___ TEXT SEGMENT
In those days, John the Baptist appeared in the wilderness of Judea proclaiming, “Repent, for the kingdom of heaven is near.” This is the one of whom the prophet Isaiah spoke when he said, “The voice of one crying in the wilderness: prepare the way of the Lord, make his path straight.” Now John wore clothing of camel's hair with a leather belt around his waist, and his food was locusts and honey. Then Jerusalem and all of Judea and all the regions around the Jordan were going out to him, and they were baptized by him in the river Jordan, confessing their sins. But when he saw many of the Pharisees and Sadducees coming for his baptism, he said to them, “You brood of vipers! Who warned you to flee from the coming wrath? Therefore, bear fruit worthy of repentance, and do not presume to say to yourselves, ‘We have Abraham as our ancestor.’ For I tell you, God is able from these stones to raise up children to Abraham. Even now the axe is lying at the root of the trees; therefore, every tree that does not bear good fruit will be cut down and thrown into the fire. I baptize you with water for repentance. But the one who is coming after me is more powerful than I, and I am not worthy to carry his sandals. He will baptize you with the Holy Spirit and fire.”
______
* WHAT TO DO
Using the passage about John the Baptist, answer the following:
(a) What clothing did John wear?
(b) In which river were the people baptized by him?
(c) With what did John say the one coming after him would baptize?
___ DATA EXCERPT
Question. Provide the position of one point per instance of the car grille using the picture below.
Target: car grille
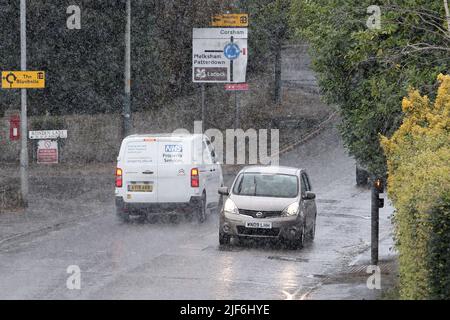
(265, 214)
(243, 231)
______
* RESPONSE BELOW
(a) Clothing of camel's hair, with a leather belt around his waist.
(b) The river Jordan.
(c) With the Holy Spirit and fire.